**What you should do**
A word-for-word retyping of the listing is the goal.

**Record extracts**
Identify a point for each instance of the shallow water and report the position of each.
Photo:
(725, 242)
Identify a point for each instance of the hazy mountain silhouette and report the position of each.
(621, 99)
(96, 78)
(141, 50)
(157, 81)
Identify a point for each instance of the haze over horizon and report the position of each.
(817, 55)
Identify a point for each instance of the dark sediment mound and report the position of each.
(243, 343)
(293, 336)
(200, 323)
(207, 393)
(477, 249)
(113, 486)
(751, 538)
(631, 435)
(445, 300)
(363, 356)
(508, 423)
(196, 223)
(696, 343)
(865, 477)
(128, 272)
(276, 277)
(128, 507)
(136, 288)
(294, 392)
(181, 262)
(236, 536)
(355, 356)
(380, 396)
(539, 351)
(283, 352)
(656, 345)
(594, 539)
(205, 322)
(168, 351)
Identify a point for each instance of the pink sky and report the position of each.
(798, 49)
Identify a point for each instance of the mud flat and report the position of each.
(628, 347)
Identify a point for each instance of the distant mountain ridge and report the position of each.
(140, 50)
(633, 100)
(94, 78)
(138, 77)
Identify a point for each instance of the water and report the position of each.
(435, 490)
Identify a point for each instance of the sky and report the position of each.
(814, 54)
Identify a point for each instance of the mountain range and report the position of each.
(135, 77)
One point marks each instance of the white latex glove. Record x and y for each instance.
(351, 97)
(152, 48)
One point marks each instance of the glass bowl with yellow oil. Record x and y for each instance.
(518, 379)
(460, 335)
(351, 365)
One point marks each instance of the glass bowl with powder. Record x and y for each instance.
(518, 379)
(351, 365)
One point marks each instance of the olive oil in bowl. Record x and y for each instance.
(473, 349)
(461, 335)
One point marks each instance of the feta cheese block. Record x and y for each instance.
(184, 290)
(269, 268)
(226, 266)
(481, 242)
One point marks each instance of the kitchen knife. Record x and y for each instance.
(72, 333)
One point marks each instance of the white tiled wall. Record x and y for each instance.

**Response**
Identify a point for each instance of the shallow water and report the position of each.
Photo:
(725, 242)
Identify a point for each instance of the hazy mountain silhouette and report the position of each.
(621, 99)
(96, 78)
(141, 50)
(157, 81)
Identify a point for each instance of the haze over horizon and report the position of each.
(817, 55)
Identify a point for each instance of the dark sediment mound and report the position of each.
(243, 343)
(293, 336)
(200, 323)
(207, 393)
(477, 249)
(113, 486)
(751, 538)
(631, 435)
(445, 300)
(363, 356)
(508, 423)
(196, 223)
(696, 343)
(865, 477)
(128, 272)
(276, 277)
(128, 507)
(136, 288)
(294, 392)
(181, 262)
(236, 536)
(355, 356)
(380, 396)
(539, 351)
(283, 352)
(656, 345)
(594, 539)
(205, 322)
(168, 351)
Identify a point for each instance of the pink sky and report the position of each.
(798, 49)
Identify a point for each instance of the mud flat and report the position of each.
(628, 347)
Identify a point for each instance of the distant mountain ridge and report the position of each.
(140, 50)
(633, 100)
(94, 78)
(138, 77)
Identify a point for each instance of the water and report the position of each.
(435, 490)
Identify a point for each instance of the sky and report the position of each.
(814, 54)
Identify a point for each instance of the mountain range and report the position of each.
(135, 77)
One point marks each instance of the white latex glove. Record x and y for each instance.
(351, 97)
(152, 48)
One point marks each instance of the glass bowl with yellow oil. Record x and y for each instance.
(518, 379)
(460, 335)
(351, 365)
One point marks each instance of the glass bowl with powder. Record x and y for each instance.
(518, 379)
(351, 365)
One point marks each instance of the olive oil in bowl. Record x and y for each instance.
(473, 349)
(461, 335)
One point marks each instance of the feta cheese block. Record x and y for each instance.
(184, 290)
(269, 268)
(226, 266)
(481, 242)
One point marks each instance of the kitchen knife. Record x and y for each instance.
(72, 333)
One point marks each instance of the white tiled wall. Record x and y for each instance.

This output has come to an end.